ページ抜粋
——————

日本の印刷会社やデザイナーも使い慣れている場合が多く、DICを使えば円滑にコミュニケーションできます。自社の事業で国内のやりとりが中心の場合には、DICを選ぶのが無難です。
ただし、国際的な使用率は高くない傾向にあります。また、次に紹介するPANTONEと比べると、色の種類はやや少ない点に注意が必要です。
PANTONE|世界共通の色見本帳
PANTONEは、アメリカのパントン社が制作している色見本帳で、国内外で広く使われています。
世界各国のデザインや商品に用いられており、海外とのビジネスを手がける場合には必須といえるでしょう。また、生地やプラスチック素材など、紙以外の物に印刷した場合の色見本も準備されているのが特徴です。
ただし、日本のデザイン会社や印刷会社はPANTONEに対応していない場合があります。その場合は、自分で色チップを用意して依頼先に渡す必要があります。
色見本を使って印刷会社へ依頼する際の流れ

色見本を使って印刷会社に制作を依頼する際の流れを以下の3ステップで解説します。
- 色見本を手元に準備する
- 色番号とカラーチップで色指定する
- 色校正で印刷物の色味を確認する
それぞれ詳しくみていきましょう。
1.色見本を手元に準備する
まずは使用する色のイメージをもとに、色見本となるものを準備します。
色見本帳を使用する場合は、前述した特徴を踏まえて自社のビジネスに合ったものを選ぶとよいでしょう。DICやPANTONEは、紙の色見本帳のほかにも、ウェブサイトやアプリなどで色の検索・ダウンロードが可能です。
なお、CMYKの色からDICやPANTONEの色番号の候補を無料で指定してくれるサイト(NCOLOR)もあります。
また、色見本帳を使用せず、既存の印刷物を色見本とするのも選択肢の一つです。例えば、箱・カード・容器のラベルを同じ色で印刷する場合、色見本帳で指示しても、素材の違いなどから色のばらつきが出てしまう可能性があります。

このような場合、「この箱の色に合わせてカードとラベルも印刷したい」などと依頼した方が、色のばらつきを抑えて近い色にできるでしょう。
もし既存の印刷物で色指定するのであれば、次の「2.色番号とカラーチップで色指定する」のステップは飛ばしてください。

——————

データ一覧

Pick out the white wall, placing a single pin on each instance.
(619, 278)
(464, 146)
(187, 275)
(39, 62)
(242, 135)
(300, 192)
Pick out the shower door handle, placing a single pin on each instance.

——————

課題内容
ページ抜粋から、「PANTONE|世界共通の色見本帳」から「まずは使用する色のイメージをもとに、色見本となるものを準備します。」までの箇所を一字一句変えずに引用してください。

回答
PANTONE|世界共通の色見本帳
PANTONEは、アメリカのパントン社が制作している色見本帳で、国内外で広く使われています。
世界各国のデザインや商品に用いられており、海外とのビジネスを手がける場合には必須といえるでしょう。また、生地やプラスチック素材など、紙以外の物に印刷した場合の色見本も準備されているのが特徴です。
ただし、日本のデザイン会社や印刷会社はPANTONEに対応していない場合があります。その場合は、自分で色チップを用意して依頼先に渡す必要があります。
色見本を使って印刷会社へ依頼する際の流れ

色見本を使って印刷会社に制作を依頼する際の流れを以下の3ステップで解説します。
- 色見本を手元に準備する
- 色番号とカラーチップで色指定する
- 色校正で印刷物の色味を確認する
それぞれ詳しくみていきましょう。
1.色見本を手元に準備する
まずは使用する色のイメージをもとに、色見本となるものを準備します。